***** DATA SHOWN *****

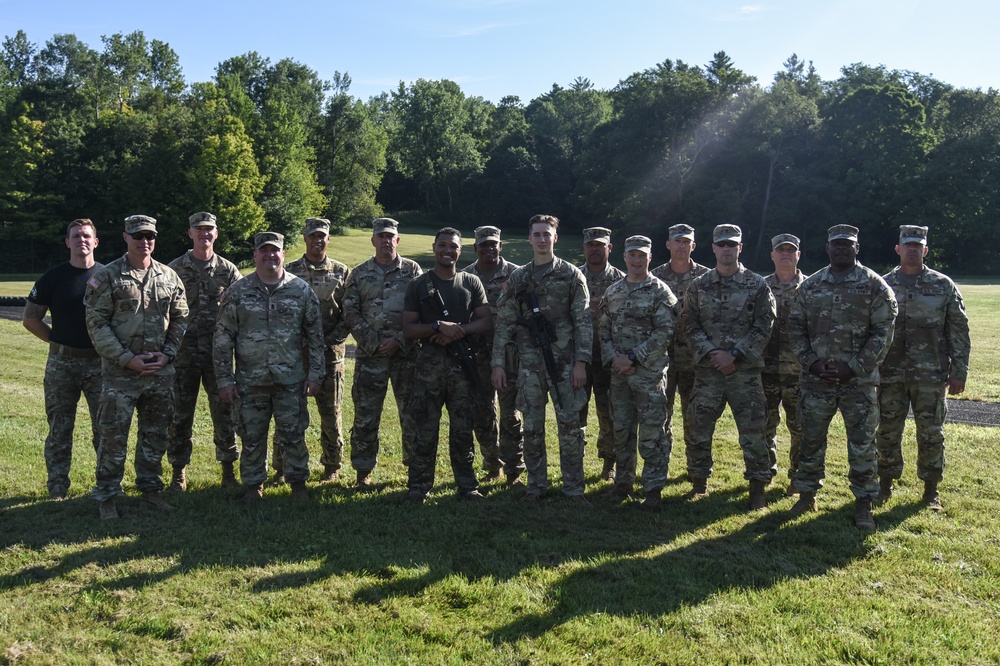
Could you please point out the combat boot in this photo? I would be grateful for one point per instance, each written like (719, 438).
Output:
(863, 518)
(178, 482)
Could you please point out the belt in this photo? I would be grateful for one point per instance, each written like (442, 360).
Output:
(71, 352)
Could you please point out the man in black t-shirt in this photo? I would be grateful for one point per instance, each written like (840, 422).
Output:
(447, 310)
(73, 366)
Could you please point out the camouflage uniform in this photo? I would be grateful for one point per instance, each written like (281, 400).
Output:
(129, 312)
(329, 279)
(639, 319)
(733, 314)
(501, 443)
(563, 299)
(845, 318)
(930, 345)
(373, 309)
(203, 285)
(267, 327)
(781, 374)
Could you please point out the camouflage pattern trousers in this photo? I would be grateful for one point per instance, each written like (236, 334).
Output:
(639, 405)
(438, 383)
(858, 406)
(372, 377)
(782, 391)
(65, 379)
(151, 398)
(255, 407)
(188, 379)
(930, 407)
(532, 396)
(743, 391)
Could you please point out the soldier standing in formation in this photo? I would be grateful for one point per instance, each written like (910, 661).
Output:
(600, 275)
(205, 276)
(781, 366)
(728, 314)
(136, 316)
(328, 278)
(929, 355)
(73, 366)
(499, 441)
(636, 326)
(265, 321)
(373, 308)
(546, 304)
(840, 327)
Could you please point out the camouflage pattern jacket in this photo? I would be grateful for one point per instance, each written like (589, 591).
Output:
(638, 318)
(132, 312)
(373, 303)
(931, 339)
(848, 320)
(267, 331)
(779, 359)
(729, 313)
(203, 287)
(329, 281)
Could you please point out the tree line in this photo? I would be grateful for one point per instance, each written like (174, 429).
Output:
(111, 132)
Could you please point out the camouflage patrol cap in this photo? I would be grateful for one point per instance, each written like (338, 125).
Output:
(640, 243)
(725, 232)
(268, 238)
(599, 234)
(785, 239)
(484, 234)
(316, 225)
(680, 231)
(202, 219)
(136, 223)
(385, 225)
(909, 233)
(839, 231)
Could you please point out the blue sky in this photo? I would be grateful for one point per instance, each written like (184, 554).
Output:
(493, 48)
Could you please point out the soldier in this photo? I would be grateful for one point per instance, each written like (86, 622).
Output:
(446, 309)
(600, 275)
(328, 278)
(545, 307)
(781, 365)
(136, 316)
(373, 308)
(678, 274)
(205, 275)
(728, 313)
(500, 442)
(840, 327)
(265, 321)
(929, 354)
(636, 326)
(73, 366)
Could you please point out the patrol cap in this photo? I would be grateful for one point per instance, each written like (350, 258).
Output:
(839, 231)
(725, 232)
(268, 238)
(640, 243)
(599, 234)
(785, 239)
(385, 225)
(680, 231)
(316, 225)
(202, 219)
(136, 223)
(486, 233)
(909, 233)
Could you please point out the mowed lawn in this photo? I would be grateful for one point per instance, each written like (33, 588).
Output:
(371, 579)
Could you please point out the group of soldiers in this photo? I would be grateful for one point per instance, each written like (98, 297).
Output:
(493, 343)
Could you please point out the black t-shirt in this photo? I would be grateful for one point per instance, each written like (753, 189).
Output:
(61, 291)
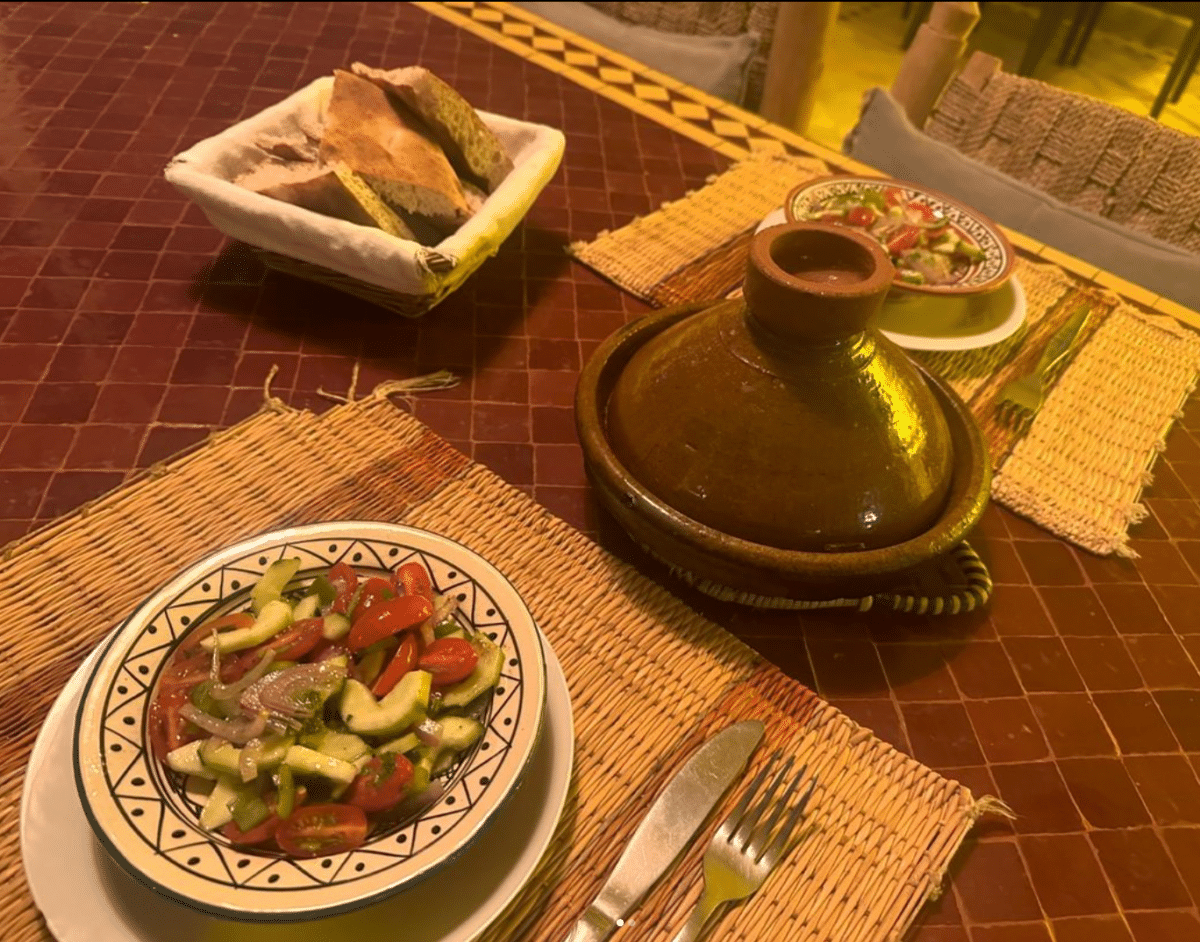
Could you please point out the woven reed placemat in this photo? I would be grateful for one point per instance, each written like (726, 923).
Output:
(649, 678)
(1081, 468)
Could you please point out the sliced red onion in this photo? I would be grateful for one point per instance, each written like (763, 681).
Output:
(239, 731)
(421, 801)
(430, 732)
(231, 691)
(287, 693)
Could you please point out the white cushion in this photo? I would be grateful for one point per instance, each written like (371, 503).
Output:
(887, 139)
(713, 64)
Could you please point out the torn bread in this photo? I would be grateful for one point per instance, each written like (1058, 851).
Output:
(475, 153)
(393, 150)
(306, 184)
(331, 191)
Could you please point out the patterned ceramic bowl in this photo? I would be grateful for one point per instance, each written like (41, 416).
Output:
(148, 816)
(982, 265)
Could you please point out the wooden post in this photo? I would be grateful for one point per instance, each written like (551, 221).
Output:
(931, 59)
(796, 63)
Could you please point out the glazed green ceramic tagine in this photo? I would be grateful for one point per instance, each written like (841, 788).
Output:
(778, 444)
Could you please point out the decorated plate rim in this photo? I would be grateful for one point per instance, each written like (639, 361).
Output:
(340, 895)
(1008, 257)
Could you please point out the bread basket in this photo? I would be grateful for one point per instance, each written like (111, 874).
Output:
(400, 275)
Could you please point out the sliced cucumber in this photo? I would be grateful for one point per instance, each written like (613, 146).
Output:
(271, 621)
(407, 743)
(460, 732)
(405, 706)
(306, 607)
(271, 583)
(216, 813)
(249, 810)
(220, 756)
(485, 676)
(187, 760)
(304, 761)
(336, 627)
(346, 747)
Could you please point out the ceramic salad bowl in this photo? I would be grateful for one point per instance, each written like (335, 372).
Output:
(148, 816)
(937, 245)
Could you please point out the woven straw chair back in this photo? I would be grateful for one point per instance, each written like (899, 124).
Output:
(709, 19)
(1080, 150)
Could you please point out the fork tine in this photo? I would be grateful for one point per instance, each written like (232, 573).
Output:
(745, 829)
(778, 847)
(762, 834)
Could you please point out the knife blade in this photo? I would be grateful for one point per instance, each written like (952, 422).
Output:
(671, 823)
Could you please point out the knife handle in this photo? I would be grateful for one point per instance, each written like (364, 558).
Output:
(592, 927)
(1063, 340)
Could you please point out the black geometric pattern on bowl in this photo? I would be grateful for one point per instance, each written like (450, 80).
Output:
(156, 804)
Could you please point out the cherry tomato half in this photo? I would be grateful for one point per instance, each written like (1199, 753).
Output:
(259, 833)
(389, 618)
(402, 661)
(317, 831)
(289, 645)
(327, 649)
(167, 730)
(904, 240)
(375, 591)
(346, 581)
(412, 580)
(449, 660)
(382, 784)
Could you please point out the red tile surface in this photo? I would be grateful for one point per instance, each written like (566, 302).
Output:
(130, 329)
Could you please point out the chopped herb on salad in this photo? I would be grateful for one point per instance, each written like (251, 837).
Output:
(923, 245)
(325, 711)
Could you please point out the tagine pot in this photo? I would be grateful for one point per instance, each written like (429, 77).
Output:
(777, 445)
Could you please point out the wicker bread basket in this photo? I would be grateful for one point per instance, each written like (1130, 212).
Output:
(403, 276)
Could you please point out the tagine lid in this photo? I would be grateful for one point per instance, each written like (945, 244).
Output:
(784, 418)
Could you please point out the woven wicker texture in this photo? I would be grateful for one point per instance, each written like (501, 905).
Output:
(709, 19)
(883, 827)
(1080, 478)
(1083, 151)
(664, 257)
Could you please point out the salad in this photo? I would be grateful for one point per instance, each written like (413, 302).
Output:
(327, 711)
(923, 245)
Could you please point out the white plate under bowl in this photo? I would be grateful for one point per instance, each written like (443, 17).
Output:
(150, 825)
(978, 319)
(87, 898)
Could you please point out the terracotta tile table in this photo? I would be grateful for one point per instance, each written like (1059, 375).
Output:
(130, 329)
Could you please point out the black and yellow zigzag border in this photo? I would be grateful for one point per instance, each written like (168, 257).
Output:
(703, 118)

*****

[GIVEN TASK] Reproduce the entries above word for word. Pictures stay out.

[SOLUTION FOR THIS EXERCISE]
Could you please point out the combat boot in this photo? I would be grateful for one point per instance, each written like (719, 438).
Output:
(863, 518)
(178, 482)
Could you please point out the belt in this photo? I would be grateful for one point per instance, each written like (442, 360).
Output:
(71, 352)
Could you please point out the man in black t-shirt in this photo? I would be grateful for one point per instance, each written like (840, 422).
Output:
(447, 310)
(73, 366)
Could you please point out the camouflage uniform in this photo? I would be grateful for one point per instance, each written like (281, 400).
Output:
(129, 312)
(329, 279)
(639, 319)
(733, 314)
(501, 443)
(563, 299)
(845, 318)
(930, 345)
(373, 309)
(203, 285)
(267, 327)
(781, 374)
Could you please point out the camouflage pattern trousers in this photo? I would be grateful for one point per instance, each written like (236, 334).
Output:
(639, 405)
(438, 383)
(858, 406)
(372, 377)
(782, 391)
(65, 379)
(151, 398)
(255, 407)
(188, 379)
(930, 407)
(532, 396)
(743, 391)
Could you please point out the soldier standing in formation in this photo? I would be grateful for one point per instance, each written like (910, 661).
Output:
(600, 275)
(205, 276)
(781, 366)
(728, 314)
(136, 316)
(328, 278)
(929, 355)
(73, 366)
(499, 441)
(636, 326)
(265, 321)
(373, 308)
(546, 304)
(840, 327)
Could you please point out the camouflage pattern jacket in this photo? I would be grateful for one point per instance, each written like (589, 591).
Output:
(638, 318)
(132, 312)
(373, 303)
(931, 339)
(848, 320)
(267, 331)
(779, 359)
(729, 313)
(203, 287)
(329, 281)
Could you please point out the tree line in this photo? I would be grateful for one point per instance, each written like (174, 429).
Output:
(111, 132)
Could you please point out the camouflage patrol cap in this photo? I would be grateful for one point per instance, each written like (338, 125).
Output:
(640, 243)
(725, 232)
(268, 238)
(599, 234)
(785, 239)
(484, 234)
(316, 225)
(680, 231)
(202, 219)
(136, 223)
(385, 225)
(909, 233)
(839, 231)
Could you please point out the blue sky in this photo? I would be grateful for one point per instance, each written like (184, 554).
Output:
(493, 48)
Could you please point out the soldier in this photo? I would be grateful for one point per instance, each written like (86, 622).
Output:
(446, 309)
(600, 275)
(328, 278)
(545, 307)
(781, 365)
(136, 316)
(373, 308)
(678, 274)
(205, 275)
(728, 313)
(500, 442)
(840, 327)
(265, 321)
(929, 354)
(636, 326)
(73, 366)
Could you please point out the patrol cap in this photo? I would be grateful for one point per instance, each written like (350, 258).
Output:
(839, 231)
(725, 232)
(268, 238)
(640, 243)
(599, 234)
(785, 239)
(385, 225)
(680, 231)
(316, 225)
(202, 219)
(136, 223)
(486, 233)
(909, 233)
Could you please point out the mowed lawn in this photo? I would be grateful for one point per instance, each written like (33, 588).
Output:
(371, 579)
Could you please point out the group of soldiers in this photo? I would be grateful for one point per instance, each written like (98, 297).
Output:
(493, 343)
Could you please point out the black t-shirt in this photo? I would be grateful for one point per instance, each written like (753, 189).
Output:
(61, 291)
Could you please point out the woven reed placemat in this photo? I would be grateful for one point per instance, each written like (726, 923).
Output:
(649, 678)
(1081, 468)
Could you please point out the sliced red onion in this photo? I would be grateful for one point per instance, each written like (763, 681).
Output:
(239, 731)
(421, 801)
(430, 732)
(231, 691)
(287, 693)
Could you please point out the white cushion in this photo? I would be grateful for one point per instance, each written like (371, 503).
Output:
(887, 139)
(713, 64)
Could you please point out the torn bread in this photo? I would be grateful for one point per instance, each written like (1058, 851).
Output:
(475, 153)
(393, 150)
(306, 184)
(331, 191)
Could you please point out the patterned ceramic bowl in this photo? I would be grateful for one point per instance, each written like (41, 416).
Output:
(148, 816)
(982, 265)
Could you please point out the wooden post in this photo? I would be grateful for one point per instance, each written like (551, 221).
Output:
(931, 59)
(796, 63)
Could you please point out the glazed green ceramic tagine in this photo? I would be grateful for one point per instance, each written like (841, 788).
Output:
(778, 444)
Could you please point out the decorated plate rim in this photo? I would be grateful for one point per instance, each written like (639, 361).
Output:
(340, 895)
(1008, 257)
Could you please point out the bread basket in this photo? I would be grateful for one point per instance, each written like (111, 874).
Output:
(400, 275)
Could you please point out the sliced cucumber in this photo? I would be grateful for one point per instance, each written like (613, 146).
Output:
(271, 621)
(407, 743)
(460, 732)
(405, 706)
(306, 607)
(271, 583)
(216, 813)
(249, 810)
(220, 756)
(485, 676)
(187, 760)
(304, 761)
(336, 627)
(346, 747)
Could you please point out the ceramic salad bowl in this photo? I would be grateful for one point per instance, each written like (335, 372).
Output:
(148, 816)
(937, 245)
Could you please point out the woven straw chair back in this photo? I would be grateful for one point per instance, each written like (899, 124).
Output:
(709, 19)
(1080, 150)
Could you please point out the fork tine in this photo? I would be grateful for one point per instance, each written like (232, 573).
Output:
(745, 829)
(778, 847)
(762, 834)
Could you please point out the knife blade in this photo? I would be grateful for one point per instance, each written like (952, 422).
Output:
(671, 823)
Could you please point out the knife handle in this photo? I would be grateful for one point per instance, each written like (364, 558).
Output:
(592, 927)
(1063, 340)
Could you please point out the black geometric pattern on bowl in this photo? I would be grateful for one point per instance, each written like (450, 80).
Output:
(156, 804)
Could you please point out the cherry tomato half in this photo? I would be grateful for one point per instance, each written like (1199, 753).
Output:
(259, 833)
(389, 618)
(402, 661)
(317, 831)
(289, 645)
(327, 649)
(167, 730)
(904, 240)
(375, 591)
(346, 581)
(412, 580)
(449, 660)
(382, 784)
Could you please point out the red tile surface in this photo? I would be grateful for one point per instance, each written like (566, 302).
Output:
(130, 329)
Could you please point out the chopped herb on salad in this photo? I would be grateful for one point per instance, each written like (251, 837).
Output:
(923, 245)
(325, 711)
Could you please point out the tagine pot in this photo? I would be grateful for one point per instance, each written like (429, 77).
Output:
(777, 445)
Could you please point out the wicker bread basket in this photo? I would be grateful for one point per instance, each written like (1130, 212).
Output:
(403, 276)
Could you please point out the tagine lid in this photo? I would be grateful for one point per instance, each written like (945, 244).
Output:
(784, 418)
Could you please point out the woven wicker texture in this photo? I would be grateful for one point per instance, each written like (501, 905).
Output:
(709, 19)
(883, 827)
(1080, 478)
(1083, 151)
(664, 257)
Could you please point out the salad in this photo? I would be grateful for one point per instance, each written like (413, 302).
Output:
(327, 711)
(923, 245)
Could you please point out the white plate under bowl in this photo? I would be grateful for one point per instance, each written like (443, 17).
Output:
(150, 825)
(978, 319)
(87, 898)
Could you please point out the terracotta tile table in this photo? I would be grateful for one point per instance, each written like (1059, 375).
Output:
(130, 329)
Could you please point out the black and yellow zigzag border in this photo? I would be grateful for one point per instance, each written like (168, 257).
Output:
(703, 118)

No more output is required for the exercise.